Written problem ::
Convert every line of the data below into a JSON list of strings, with one string per line and no entries for blank lines.

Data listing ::
## begin
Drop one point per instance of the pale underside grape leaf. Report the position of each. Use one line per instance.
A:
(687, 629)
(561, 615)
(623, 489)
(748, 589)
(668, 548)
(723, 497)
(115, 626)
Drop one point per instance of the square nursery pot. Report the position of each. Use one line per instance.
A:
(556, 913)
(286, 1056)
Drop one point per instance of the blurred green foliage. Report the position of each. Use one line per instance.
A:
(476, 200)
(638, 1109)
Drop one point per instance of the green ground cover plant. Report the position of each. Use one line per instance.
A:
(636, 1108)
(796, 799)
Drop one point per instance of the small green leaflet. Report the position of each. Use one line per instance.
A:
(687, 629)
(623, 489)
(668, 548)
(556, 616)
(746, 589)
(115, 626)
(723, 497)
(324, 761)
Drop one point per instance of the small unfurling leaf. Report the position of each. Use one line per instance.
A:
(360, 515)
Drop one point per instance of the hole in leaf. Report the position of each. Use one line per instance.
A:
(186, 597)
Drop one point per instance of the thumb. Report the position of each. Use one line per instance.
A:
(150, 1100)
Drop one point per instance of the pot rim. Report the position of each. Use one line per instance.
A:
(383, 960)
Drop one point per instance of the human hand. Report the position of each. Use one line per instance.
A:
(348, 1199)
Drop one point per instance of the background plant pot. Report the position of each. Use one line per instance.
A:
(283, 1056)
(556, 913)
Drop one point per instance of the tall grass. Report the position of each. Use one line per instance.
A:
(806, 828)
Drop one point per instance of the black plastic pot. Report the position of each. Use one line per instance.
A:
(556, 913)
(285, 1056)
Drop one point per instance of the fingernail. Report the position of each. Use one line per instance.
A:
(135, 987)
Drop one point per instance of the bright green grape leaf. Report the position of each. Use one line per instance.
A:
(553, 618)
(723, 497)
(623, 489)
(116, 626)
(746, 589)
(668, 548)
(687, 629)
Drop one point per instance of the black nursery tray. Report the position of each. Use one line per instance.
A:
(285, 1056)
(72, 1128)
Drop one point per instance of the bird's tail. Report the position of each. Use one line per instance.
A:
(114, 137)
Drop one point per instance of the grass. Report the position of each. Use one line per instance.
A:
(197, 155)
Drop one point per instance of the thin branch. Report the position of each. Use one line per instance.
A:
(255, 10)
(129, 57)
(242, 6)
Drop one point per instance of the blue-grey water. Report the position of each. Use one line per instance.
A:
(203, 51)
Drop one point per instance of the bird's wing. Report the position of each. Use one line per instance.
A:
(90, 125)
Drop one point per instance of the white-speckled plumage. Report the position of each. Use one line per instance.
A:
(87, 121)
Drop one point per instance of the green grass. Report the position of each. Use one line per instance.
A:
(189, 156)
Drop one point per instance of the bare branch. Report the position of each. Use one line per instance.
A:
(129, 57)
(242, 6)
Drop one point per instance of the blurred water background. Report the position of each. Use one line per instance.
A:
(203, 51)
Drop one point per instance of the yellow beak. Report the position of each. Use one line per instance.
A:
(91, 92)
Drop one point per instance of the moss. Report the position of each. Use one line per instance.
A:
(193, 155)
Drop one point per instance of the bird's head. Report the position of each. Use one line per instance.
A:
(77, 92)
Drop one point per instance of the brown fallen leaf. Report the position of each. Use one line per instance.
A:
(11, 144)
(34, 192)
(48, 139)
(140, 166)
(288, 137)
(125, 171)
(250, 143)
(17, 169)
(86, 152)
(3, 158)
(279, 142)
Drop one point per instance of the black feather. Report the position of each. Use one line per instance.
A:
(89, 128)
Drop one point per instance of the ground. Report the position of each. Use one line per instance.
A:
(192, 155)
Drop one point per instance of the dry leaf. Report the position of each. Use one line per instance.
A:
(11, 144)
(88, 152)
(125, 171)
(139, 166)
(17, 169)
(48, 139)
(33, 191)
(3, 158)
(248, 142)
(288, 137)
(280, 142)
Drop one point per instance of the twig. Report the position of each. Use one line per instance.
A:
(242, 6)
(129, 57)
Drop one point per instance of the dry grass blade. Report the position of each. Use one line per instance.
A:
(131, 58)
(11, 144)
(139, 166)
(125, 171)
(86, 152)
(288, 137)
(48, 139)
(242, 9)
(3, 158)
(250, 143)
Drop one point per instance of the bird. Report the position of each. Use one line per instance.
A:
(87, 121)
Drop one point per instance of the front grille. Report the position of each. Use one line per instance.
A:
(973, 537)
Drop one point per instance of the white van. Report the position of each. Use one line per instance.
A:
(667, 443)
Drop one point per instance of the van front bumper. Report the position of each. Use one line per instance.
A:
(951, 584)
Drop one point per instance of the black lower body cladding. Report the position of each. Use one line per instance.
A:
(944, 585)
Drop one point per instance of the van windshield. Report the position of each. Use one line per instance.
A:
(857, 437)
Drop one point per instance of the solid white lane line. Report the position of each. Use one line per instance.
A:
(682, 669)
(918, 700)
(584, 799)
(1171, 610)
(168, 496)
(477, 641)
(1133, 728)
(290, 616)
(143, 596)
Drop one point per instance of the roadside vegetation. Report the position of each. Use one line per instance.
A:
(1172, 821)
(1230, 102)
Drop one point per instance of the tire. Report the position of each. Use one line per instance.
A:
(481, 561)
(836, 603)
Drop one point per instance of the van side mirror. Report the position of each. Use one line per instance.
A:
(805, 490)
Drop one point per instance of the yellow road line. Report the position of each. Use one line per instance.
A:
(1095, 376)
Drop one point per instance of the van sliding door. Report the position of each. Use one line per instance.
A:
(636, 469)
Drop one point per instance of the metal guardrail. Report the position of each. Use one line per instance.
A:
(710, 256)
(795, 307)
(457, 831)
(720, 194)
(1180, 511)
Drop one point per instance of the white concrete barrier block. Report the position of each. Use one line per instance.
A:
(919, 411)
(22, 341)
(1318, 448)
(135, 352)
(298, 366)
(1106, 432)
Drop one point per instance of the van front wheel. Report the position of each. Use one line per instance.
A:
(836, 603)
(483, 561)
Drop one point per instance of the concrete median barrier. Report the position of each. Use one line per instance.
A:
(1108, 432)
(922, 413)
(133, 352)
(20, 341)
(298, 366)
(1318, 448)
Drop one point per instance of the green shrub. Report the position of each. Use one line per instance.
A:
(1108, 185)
## end
Solution for this task ::
[
  "Drop one point per instance of the pale underside grape leaf. Report the position of each. Use one line per instance.",
  "A:",
  "(687, 629)",
  "(561, 615)",
  "(623, 489)",
  "(748, 589)",
  "(668, 548)",
  "(723, 497)",
  "(115, 626)",
  "Drop one point per instance of the square nursery pot. Report the position of each. Use one line per instance.",
  "A:",
  "(556, 913)",
  "(286, 1056)",
  "Drop one point per instance of the blurred green foliage. Report the position of each. Use one line per instance.",
  "A:",
  "(476, 200)",
  "(638, 1109)",
  "Drop one point per instance of the green ground cover plant. Report the position of each. Use one line per instance.",
  "A:",
  "(636, 1108)",
  "(796, 799)",
  "Drop one point per instance of the small green leaflet. Report the position of each. Use one line per instance.",
  "A:",
  "(687, 629)",
  "(623, 489)",
  "(668, 548)",
  "(556, 616)",
  "(746, 589)",
  "(115, 626)",
  "(723, 497)",
  "(324, 761)",
  "Drop one point per instance of the small unfurling leaf. Report the position of each. Use one line per instance.",
  "A:",
  "(360, 515)",
  "Drop one point per instance of the hole in leaf. Report the position of each. Use one line per instance.",
  "A:",
  "(186, 597)",
  "Drop one point per instance of the thumb. Report the position of each. Use one line per instance.",
  "A:",
  "(150, 1100)",
  "Drop one point per instance of the pot rim. Report the position of each. Use one line per instance.",
  "A:",
  "(383, 960)",
  "Drop one point per instance of the human hand. Report the position of each. Use one line per instance.",
  "A:",
  "(348, 1199)",
  "Drop one point per instance of the background plant pot. Report the position of each. Use one line per instance.",
  "A:",
  "(283, 1056)",
  "(556, 913)",
  "Drop one point per instance of the tall grass. Report the position of each. Use one line per instance.",
  "A:",
  "(806, 828)",
  "Drop one point per instance of the black plastic pot. Report the position of each. Use one line per instance.",
  "A:",
  "(556, 913)",
  "(285, 1056)",
  "Drop one point per instance of the fingernail. Report the position of each. Use one line per instance.",
  "A:",
  "(135, 987)",
  "Drop one point per instance of the bright green grape leaf. Report the position of each. Use one line per instance.",
  "A:",
  "(553, 618)",
  "(723, 497)",
  "(623, 489)",
  "(116, 626)",
  "(746, 589)",
  "(668, 548)",
  "(687, 629)",
  "Drop one point per instance of the black nursery tray. Report the position of each. Use one line per instance.",
  "A:",
  "(285, 1056)",
  "(72, 1128)",
  "Drop one point per instance of the bird's tail. Report the position of each. Use one line per instance.",
  "A:",
  "(114, 137)",
  "Drop one point per instance of the grass. Report the position of each. Use one line per instance.",
  "A:",
  "(197, 155)",
  "Drop one point per instance of the thin branch. Report the position of each. Use one line per instance.",
  "A:",
  "(255, 10)",
  "(129, 57)",
  "(242, 6)",
  "Drop one point per instance of the blue-grey water. Report the position of each. Use one line per instance.",
  "A:",
  "(203, 51)",
  "Drop one point per instance of the bird's wing. Report the position of each. Use one line per instance.",
  "A:",
  "(90, 125)",
  "Drop one point per instance of the white-speckled plumage. Report the position of each. Use one line per instance.",
  "A:",
  "(87, 121)",
  "Drop one point per instance of the green grass. Report the position of each. Use one line per instance.",
  "A:",
  "(189, 156)",
  "Drop one point per instance of the bare branch. Report the position of each. Use one line per instance.",
  "A:",
  "(129, 57)",
  "(242, 6)",
  "Drop one point per instance of the blurred water background. Report the position of each. Use one line per instance.",
  "A:",
  "(203, 51)",
  "Drop one point per instance of the yellow beak. Report the position of each. Use one line per instance.",
  "A:",
  "(91, 92)",
  "Drop one point per instance of the moss. Report the position of each. Use one line per instance.",
  "A:",
  "(193, 155)",
  "Drop one point per instance of the bird's head. Report the position of each. Use one line per instance.",
  "A:",
  "(77, 92)",
  "Drop one point per instance of the brown fallen leaf. Report the position of each. Use one line per instance.",
  "A:",
  "(11, 144)",
  "(34, 192)",
  "(48, 139)",
  "(140, 166)",
  "(288, 137)",
  "(125, 171)",
  "(250, 143)",
  "(17, 169)",
  "(86, 152)",
  "(3, 158)",
  "(279, 142)",
  "Drop one point per instance of the black feather. Report the position of each. Use one line per instance.",
  "A:",
  "(89, 128)",
  "Drop one point per instance of the ground. Report the position of each. Use one line per instance.",
  "A:",
  "(192, 155)",
  "Drop one point per instance of the dry leaf. Report the position of each. Use one line per instance.",
  "A:",
  "(11, 144)",
  "(88, 152)",
  "(125, 171)",
  "(139, 166)",
  "(17, 169)",
  "(48, 139)",
  "(33, 191)",
  "(3, 158)",
  "(248, 142)",
  "(288, 137)",
  "(280, 142)",
  "Drop one point per instance of the twig. Report the position of each. Use one line per instance.",
  "A:",
  "(242, 6)",
  "(129, 57)",
  "Drop one point per instance of the dry grass blade. Report the position of each. Use one line per instance.",
  "A:",
  "(131, 58)",
  "(11, 144)",
  "(139, 166)",
  "(125, 171)",
  "(86, 152)",
  "(288, 137)",
  "(48, 139)",
  "(242, 9)",
  "(3, 158)",
  "(250, 143)",
  "Drop one point per instance of the bird. Report the position of each. Use one line per instance.",
  "A:",
  "(87, 121)",
  "Drop one point per instance of the front grille. Report the position of each. Use one line per instance.",
  "A:",
  "(973, 537)",
  "Drop one point per instance of the white van. Report the position of each. Use one line per instance.",
  "A:",
  "(667, 443)",
  "Drop one point per instance of the van front bumper. Report the position of each. Use one line per instance.",
  "A:",
  "(951, 584)",
  "Drop one point per instance of the black lower body cladding. Report the position of each. Use one line per instance.",
  "A:",
  "(944, 585)",
  "Drop one point per instance of the van windshield. Report the position of each. Use one line per instance.",
  "A:",
  "(857, 437)",
  "Drop one point per instance of the solid white lane line. Report the position of each. Use one line per instance.",
  "A:",
  "(682, 669)",
  "(918, 700)",
  "(584, 799)",
  "(1171, 610)",
  "(168, 496)",
  "(477, 641)",
  "(1133, 728)",
  "(290, 616)",
  "(143, 596)",
  "Drop one point per instance of the roadside vegetation. Report the position of each. Use one line per instance.",
  "A:",
  "(1172, 821)",
  "(1230, 102)",
  "Drop one point per instance of the tire. Report the position of each. Use one line per instance.",
  "A:",
  "(481, 561)",
  "(836, 603)",
  "Drop one point per instance of the van side mirror. Report the position of each. Use one line per instance.",
  "A:",
  "(805, 490)",
  "Drop one point per instance of the yellow road line. Report the position of each. Use one line per instance.",
  "A:",
  "(1095, 376)",
  "Drop one point per instance of the van sliding door. Report the position of each. Use one line per instance.",
  "A:",
  "(636, 469)",
  "Drop one point per instance of the metal guardrail. Report the position of each. Use one line per instance.",
  "A:",
  "(710, 256)",
  "(795, 307)",
  "(457, 831)",
  "(720, 194)",
  "(1180, 511)",
  "Drop one point per instance of the white concrete barrier block. Report the position of each. Use one line per instance.",
  "A:",
  "(919, 411)",
  "(22, 341)",
  "(1318, 448)",
  "(135, 352)",
  "(298, 366)",
  "(1106, 432)",
  "Drop one point per instance of the van front wheel. Report the position of each. Use one line per instance.",
  "A:",
  "(836, 603)",
  "(483, 561)",
  "Drop one point per instance of the concrete median barrier. Report the position of each. Use one line per instance.",
  "A:",
  "(1108, 432)",
  "(922, 413)",
  "(133, 352)",
  "(20, 341)",
  "(298, 366)",
  "(1318, 448)",
  "Drop one point per instance of the green shrub. Report the position of each. Use one line per instance.",
  "A:",
  "(1108, 185)"
]